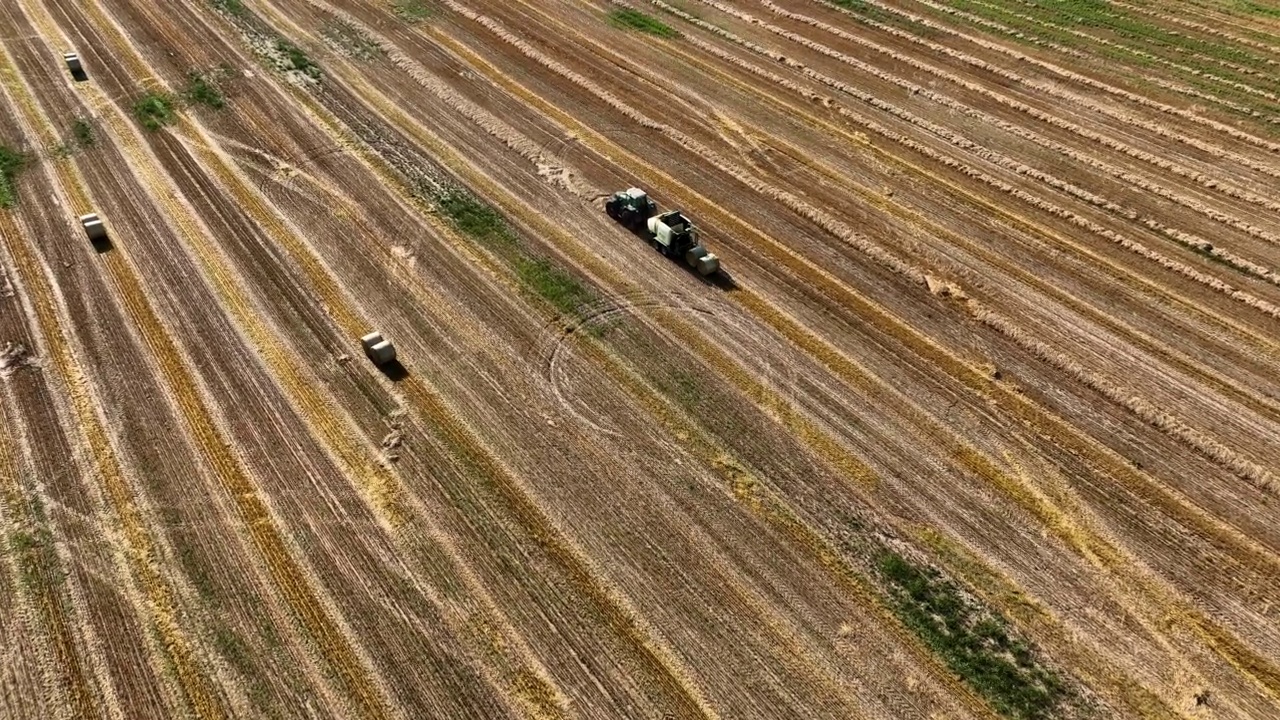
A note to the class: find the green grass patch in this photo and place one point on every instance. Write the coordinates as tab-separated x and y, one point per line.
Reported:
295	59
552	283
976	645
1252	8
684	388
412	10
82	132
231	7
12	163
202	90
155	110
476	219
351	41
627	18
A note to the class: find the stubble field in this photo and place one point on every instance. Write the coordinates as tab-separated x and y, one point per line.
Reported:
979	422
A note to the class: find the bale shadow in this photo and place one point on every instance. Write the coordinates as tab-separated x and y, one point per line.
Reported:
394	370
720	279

--- Exercise details ---
Can you repeat every line of the data above, the text lines as well as the answers, with each x and y coordinate in the answers shifted up by 41? Leave the pictures out of your reply.

--- Correct response ---
A note to the class: find the green grass patch in this photo and place one point on every instance. Write the coordinates as tab-separated x and y, one point per line.
Reported:
336	100
593	324
1017	686
1293	49
725	429
453	51
123	173
272	48
53	204
243	131
196	151
517	260
392	82
668	59
A note to the class: find the stubble field in this photo and place one point on every instance. Write the coordinates as tab-separated x and y, one point per line.
Reported:
1020	463
A note to the class: find the bale shadow in this photo and place one point on every instance. Write the coordinates as tab-separated x and y, one point per line.
Reported:
435	411
761	320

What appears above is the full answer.